• EXTRACT TO READ:
Stars Let Their Strengths Shine on 'From Capelton Hill'

BY Bruno CoulombePublished May 23, 2022

Capelton Hill is located in Quebec's Eastern Townships, where you can visit one of the oldest copper mines in the country. The place is also dear to the heart of Stars' Torquil Campbell, whose grandfather used to build homes there in the late 1800s. It's no wonder then that the band's new album From Capelton Hill taps into themes of nostalgia, loss and hope, resulting in a beautiful, moving record.
Almost 25 years into their career with nine studio albums under their belt, Stars can pretty much do whatever they want. On 2017's There Is No Love in Fluorescent Light, they blended their recent dance-oriented work with the baroque pop of their early days. If that record was the sound of a band that know exactly what they are, From Capelton Hill reveals a band that know where they come from, aware of their legacy and willing to build on it to refine their craft. It's also their most relatable album in years, aiming for a more personal feel rather than cinematic grandeur.
To be clear, there is nothing here that Stars haven't done before. Tracks like "Back to the End" and "Hoping" hark back to the orchestral textures of their beloved classic Set Yourself on Fire, while "Build a Fire" echoes the dance floor aesthetics of 2014's No One Is Lost. But their experience allows them to draw from these trends without getting overburdened by them, which would lead to self-pastiche.
The greatest quality of From Capelton Hill is its restraint. In the past, Stars have had a tendency to overdo it. Of course, their melodramatic inclinations are part of their charm, but here, they rely on their strengths and let the quality of the songwriting do the rest. Opener "Palmistry" is a great example of that: a simple tune propelled by beautiful vocal harmonies with lush, but subtle string arrangements. Follow-up "Pretenders" is just as catchy, with its infectious hook and a chorus that evokes the jangle pop of the Stone Roses.

• GIVEN DATA:
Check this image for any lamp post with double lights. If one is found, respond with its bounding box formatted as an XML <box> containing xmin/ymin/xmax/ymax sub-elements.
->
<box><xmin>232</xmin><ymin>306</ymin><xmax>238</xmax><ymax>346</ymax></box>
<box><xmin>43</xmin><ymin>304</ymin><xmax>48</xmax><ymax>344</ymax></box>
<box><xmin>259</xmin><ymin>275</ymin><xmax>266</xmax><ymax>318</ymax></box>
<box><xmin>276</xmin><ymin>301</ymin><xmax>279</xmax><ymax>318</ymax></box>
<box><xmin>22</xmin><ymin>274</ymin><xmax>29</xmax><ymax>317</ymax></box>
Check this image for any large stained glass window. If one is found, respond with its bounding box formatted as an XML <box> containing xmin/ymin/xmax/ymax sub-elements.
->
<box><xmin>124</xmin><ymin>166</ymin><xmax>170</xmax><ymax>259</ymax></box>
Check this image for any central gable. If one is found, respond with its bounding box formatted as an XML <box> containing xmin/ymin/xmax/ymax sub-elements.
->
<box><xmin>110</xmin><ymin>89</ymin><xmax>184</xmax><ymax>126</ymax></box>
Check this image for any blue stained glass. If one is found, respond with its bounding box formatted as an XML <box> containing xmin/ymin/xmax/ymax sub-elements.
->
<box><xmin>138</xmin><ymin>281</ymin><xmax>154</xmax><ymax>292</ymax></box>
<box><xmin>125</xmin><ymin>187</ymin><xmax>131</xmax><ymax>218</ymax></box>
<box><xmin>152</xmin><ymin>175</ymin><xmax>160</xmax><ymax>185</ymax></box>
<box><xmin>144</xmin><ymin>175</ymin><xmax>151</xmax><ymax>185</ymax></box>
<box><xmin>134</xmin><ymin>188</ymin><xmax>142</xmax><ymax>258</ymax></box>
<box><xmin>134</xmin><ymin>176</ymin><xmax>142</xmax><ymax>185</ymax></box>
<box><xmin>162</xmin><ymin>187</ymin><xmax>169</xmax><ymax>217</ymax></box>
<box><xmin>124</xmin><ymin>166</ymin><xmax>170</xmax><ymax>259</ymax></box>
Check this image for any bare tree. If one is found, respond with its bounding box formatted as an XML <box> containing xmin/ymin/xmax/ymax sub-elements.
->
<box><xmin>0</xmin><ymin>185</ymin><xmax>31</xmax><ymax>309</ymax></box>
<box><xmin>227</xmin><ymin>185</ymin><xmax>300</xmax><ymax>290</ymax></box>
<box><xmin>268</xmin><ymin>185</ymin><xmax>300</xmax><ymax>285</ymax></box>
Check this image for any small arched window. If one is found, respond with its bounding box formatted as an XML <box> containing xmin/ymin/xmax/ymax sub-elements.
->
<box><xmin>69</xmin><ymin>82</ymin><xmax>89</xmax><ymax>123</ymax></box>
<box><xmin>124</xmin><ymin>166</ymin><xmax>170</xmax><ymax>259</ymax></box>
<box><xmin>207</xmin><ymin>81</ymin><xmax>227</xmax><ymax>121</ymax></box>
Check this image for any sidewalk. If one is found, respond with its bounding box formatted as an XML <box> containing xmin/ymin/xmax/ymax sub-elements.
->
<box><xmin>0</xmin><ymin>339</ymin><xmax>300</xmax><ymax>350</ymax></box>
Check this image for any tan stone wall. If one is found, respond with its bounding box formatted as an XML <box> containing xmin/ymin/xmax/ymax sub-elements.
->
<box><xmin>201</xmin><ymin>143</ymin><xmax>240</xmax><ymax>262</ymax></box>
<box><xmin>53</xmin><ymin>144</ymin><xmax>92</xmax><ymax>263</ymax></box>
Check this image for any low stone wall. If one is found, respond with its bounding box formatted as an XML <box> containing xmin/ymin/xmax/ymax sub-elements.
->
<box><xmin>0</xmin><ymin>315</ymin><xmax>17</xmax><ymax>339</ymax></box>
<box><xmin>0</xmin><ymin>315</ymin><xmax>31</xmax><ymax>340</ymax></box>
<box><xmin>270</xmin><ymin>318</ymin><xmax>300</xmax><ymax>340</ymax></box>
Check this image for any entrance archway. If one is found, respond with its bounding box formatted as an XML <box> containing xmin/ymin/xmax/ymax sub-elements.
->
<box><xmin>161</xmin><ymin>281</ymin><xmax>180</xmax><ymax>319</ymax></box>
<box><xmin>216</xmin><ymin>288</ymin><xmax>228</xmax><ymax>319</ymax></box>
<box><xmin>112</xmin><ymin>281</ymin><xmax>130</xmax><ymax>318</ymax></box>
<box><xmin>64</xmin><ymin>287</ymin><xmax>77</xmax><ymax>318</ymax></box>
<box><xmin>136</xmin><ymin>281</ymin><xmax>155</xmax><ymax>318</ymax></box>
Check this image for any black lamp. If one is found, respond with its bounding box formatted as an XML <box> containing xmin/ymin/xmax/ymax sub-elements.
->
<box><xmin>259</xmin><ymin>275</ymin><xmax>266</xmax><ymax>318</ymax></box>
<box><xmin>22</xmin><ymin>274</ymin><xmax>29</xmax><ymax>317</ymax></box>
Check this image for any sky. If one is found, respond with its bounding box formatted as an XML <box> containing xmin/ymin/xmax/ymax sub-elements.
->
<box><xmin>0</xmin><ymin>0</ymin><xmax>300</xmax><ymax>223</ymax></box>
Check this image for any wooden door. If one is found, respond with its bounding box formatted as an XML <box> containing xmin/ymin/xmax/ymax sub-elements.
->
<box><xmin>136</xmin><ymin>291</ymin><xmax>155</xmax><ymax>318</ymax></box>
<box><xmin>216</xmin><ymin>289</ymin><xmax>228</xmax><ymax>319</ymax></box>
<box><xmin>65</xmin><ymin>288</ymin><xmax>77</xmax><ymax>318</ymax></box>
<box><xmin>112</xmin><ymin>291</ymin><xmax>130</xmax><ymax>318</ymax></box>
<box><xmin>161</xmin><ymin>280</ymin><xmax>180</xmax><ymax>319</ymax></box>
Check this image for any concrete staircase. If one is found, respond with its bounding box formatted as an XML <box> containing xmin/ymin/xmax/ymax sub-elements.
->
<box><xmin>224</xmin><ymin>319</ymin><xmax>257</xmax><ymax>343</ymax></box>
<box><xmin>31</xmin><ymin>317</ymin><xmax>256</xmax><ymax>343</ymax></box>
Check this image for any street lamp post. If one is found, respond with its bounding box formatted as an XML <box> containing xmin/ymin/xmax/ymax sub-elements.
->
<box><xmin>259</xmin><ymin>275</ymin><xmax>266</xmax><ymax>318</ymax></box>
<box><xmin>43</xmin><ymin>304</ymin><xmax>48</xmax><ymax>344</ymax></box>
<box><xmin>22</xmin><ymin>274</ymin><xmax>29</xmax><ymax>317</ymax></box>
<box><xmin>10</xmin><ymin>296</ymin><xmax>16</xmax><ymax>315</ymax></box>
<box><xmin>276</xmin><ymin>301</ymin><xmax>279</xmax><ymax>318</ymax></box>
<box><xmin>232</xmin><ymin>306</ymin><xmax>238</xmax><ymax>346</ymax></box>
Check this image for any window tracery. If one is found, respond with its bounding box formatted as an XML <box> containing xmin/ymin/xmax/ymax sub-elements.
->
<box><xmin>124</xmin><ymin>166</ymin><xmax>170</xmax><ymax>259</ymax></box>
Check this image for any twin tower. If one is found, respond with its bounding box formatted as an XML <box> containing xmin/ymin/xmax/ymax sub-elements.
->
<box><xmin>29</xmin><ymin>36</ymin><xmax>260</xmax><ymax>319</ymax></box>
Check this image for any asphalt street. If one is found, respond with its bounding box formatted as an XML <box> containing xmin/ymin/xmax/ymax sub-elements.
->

• ACTIVITY:
According to the review of From Capelton Hill, why is it "no wonder" that the album deals with nostalgia, loss and hope? Answer in one to three sentences.

• EXERCISE OUTPUT:
Capelton Hill, in Quebec's Eastern Townships, is dear to Torquil Campbell of Stars. His grandfather used to build homes there in the late 1800s, so the place ties the album to his family's past.